[Task to carry out]: Make an exact copy of all the data.

[Available data]:
+--

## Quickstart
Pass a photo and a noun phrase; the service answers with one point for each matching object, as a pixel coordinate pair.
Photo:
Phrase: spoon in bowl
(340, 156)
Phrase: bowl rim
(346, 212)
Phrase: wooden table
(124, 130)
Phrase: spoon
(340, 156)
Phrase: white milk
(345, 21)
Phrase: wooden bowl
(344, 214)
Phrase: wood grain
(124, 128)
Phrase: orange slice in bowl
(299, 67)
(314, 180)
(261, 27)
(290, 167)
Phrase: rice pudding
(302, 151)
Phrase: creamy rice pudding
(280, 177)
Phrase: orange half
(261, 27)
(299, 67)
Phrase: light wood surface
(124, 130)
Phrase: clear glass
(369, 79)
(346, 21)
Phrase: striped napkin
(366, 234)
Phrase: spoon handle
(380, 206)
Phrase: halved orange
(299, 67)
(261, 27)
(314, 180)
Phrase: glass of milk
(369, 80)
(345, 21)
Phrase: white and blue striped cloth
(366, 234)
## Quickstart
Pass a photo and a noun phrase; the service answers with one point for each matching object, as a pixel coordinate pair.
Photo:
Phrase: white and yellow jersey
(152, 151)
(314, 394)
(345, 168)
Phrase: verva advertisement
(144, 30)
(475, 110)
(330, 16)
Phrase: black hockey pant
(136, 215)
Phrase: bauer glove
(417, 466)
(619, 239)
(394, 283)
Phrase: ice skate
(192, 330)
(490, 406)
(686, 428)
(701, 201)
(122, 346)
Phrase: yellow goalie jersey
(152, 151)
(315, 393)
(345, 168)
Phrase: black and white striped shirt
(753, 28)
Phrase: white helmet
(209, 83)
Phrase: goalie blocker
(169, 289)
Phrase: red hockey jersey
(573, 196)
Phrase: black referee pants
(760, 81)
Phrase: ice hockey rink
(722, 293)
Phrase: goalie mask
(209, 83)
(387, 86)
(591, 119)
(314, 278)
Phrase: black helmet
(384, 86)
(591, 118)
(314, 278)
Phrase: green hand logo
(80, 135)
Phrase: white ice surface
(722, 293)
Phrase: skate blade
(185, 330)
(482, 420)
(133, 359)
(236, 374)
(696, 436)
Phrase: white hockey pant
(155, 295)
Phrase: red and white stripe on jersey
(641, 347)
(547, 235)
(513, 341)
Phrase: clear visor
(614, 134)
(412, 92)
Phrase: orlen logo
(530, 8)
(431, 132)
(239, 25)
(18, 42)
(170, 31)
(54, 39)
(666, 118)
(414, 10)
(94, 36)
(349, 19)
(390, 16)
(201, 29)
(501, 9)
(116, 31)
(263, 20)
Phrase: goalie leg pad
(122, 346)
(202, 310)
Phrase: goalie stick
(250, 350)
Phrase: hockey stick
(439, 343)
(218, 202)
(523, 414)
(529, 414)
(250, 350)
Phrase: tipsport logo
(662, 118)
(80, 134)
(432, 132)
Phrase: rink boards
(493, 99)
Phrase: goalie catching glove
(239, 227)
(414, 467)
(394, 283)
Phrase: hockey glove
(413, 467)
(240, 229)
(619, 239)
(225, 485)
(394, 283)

+--

[Answer to this task]:
## Quickstart
Pass a photo and a noun phrase; the service answers with one point for each matching object, as a pixel coordinate pair.
Photo:
Phrase: spoon in bowl
(340, 156)
Phrase: bowl rim
(346, 212)
Phrase: wooden table
(124, 130)
Phrase: spoon
(340, 156)
Phrase: white milk
(345, 21)
Phrase: wooden bowl
(344, 214)
Phrase: wood grain
(124, 128)
Phrase: orange slice in bowl
(299, 67)
(314, 180)
(261, 27)
(290, 167)
Phrase: rice pudding
(302, 151)
Phrase: creamy rice pudding
(280, 177)
Phrase: orange half
(261, 27)
(299, 67)
Phrase: light wood surface
(124, 130)
Phrase: clear glass
(369, 79)
(346, 21)
Phrase: striped napkin
(366, 234)
Phrase: spoon handle
(380, 206)
Phrase: halved orange
(299, 67)
(261, 27)
(314, 180)
Phrase: glass of milk
(369, 80)
(345, 21)
Phrase: white and blue striped cloth
(366, 234)
## Quickstart
Pass a photo and a noun phrase; the service answers with one point for each matching object, as a pixel coordinate pair.
Photo:
Phrase: white and yellow jersey
(152, 151)
(314, 394)
(345, 168)
Phrase: verva advertisement
(144, 30)
(475, 110)
(330, 16)
Phrase: black hockey pant
(136, 215)
Phrase: bauer glove
(417, 466)
(619, 239)
(394, 283)
Phrase: ice skate
(192, 330)
(490, 406)
(686, 428)
(701, 201)
(122, 346)
Phrase: yellow goalie jersey
(152, 151)
(315, 393)
(345, 168)
Phrase: black and white striped shirt
(753, 28)
Phrase: white helmet
(209, 83)
Phrase: goalie blocker
(169, 289)
Phrase: red hockey jersey
(573, 196)
Phrase: black referee pants
(760, 81)
Phrase: ice hockey rink
(722, 293)
Phrase: goalie mask
(209, 83)
(387, 86)
(591, 119)
(314, 278)
Phrase: black helmet
(384, 86)
(591, 118)
(314, 278)
Phrase: green hand logo
(80, 135)
Phrase: white ice surface
(722, 293)
Phrase: skate blade
(185, 330)
(482, 420)
(133, 359)
(236, 374)
(696, 436)
Phrase: white hockey pant
(155, 295)
Phrase: red and white stripe on jersey
(641, 347)
(547, 235)
(513, 341)
Phrase: clear visor
(614, 134)
(412, 92)
Phrase: orlen logo
(530, 8)
(431, 132)
(239, 25)
(18, 42)
(170, 31)
(54, 39)
(666, 118)
(414, 10)
(94, 36)
(349, 19)
(390, 16)
(201, 29)
(501, 9)
(116, 31)
(263, 20)
Phrase: goalie leg pad
(122, 346)
(202, 310)
Phrase: goalie stick
(250, 350)
Phrase: hockey stick
(439, 343)
(218, 202)
(523, 414)
(529, 414)
(250, 350)
Phrase: tipsport logo
(662, 118)
(80, 134)
(432, 132)
Phrase: rink boards
(493, 99)
Phrase: goalie catching glove
(239, 227)
(414, 467)
(394, 283)
Phrase: hockey glove
(413, 467)
(240, 229)
(619, 239)
(225, 485)
(394, 283)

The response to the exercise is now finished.